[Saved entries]
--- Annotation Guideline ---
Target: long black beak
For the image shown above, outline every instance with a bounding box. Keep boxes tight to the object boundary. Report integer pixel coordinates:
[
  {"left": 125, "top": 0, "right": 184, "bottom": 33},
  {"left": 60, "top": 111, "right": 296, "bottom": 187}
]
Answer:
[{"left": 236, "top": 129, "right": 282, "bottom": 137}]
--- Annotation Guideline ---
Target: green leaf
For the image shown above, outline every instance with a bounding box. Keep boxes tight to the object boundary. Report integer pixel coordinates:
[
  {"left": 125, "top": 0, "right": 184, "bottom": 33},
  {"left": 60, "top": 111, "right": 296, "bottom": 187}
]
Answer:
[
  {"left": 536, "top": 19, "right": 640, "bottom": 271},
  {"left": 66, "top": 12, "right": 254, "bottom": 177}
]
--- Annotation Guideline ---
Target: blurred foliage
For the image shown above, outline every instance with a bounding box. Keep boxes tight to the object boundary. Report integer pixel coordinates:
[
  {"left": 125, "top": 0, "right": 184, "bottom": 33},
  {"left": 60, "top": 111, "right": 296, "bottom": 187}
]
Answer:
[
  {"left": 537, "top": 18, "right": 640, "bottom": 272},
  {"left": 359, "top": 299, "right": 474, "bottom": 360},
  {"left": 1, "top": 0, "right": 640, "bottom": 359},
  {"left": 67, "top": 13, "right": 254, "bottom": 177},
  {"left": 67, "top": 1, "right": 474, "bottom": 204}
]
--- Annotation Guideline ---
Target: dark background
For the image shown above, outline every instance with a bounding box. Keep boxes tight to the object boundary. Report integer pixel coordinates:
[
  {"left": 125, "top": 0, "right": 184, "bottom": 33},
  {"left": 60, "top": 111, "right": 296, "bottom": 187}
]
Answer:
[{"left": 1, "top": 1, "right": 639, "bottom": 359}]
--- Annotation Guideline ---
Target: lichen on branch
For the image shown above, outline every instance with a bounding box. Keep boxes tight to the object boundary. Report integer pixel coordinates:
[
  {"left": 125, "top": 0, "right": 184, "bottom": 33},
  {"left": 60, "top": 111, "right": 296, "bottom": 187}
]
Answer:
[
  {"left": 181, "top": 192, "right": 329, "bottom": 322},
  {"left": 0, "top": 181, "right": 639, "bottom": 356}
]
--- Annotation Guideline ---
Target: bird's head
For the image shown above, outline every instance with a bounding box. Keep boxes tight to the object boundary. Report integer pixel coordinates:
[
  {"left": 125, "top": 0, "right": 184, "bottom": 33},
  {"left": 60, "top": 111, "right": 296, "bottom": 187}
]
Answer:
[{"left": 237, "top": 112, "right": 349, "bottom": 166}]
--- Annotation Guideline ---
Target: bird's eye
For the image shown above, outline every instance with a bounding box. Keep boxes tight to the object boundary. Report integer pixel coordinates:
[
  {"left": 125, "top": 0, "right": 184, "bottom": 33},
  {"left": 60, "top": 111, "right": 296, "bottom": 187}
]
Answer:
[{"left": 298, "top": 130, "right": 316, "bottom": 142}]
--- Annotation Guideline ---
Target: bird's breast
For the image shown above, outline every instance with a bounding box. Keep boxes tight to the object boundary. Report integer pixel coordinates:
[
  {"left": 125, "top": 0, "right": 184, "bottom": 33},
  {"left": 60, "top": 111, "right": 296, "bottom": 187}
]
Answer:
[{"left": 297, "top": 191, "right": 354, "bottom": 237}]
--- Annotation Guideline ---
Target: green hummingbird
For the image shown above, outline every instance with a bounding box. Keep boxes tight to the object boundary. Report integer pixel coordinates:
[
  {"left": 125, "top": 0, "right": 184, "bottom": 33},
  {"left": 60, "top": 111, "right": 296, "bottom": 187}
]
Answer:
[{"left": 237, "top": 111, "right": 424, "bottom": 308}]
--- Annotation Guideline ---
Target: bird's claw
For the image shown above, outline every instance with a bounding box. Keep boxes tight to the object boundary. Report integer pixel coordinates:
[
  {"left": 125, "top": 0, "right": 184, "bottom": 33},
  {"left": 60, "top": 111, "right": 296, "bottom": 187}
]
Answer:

_Task statement_
Lines containing the string "Target" are the ones to copy from the entries above.

_Solution to this task_
Target: long black beak
Target: green leaf
Target: blurred foliage
Target: dark background
Target: lichen on branch
Target: bird's head
Target: bird's eye
Target: bird's breast
Target: green hummingbird
Target: bird's claw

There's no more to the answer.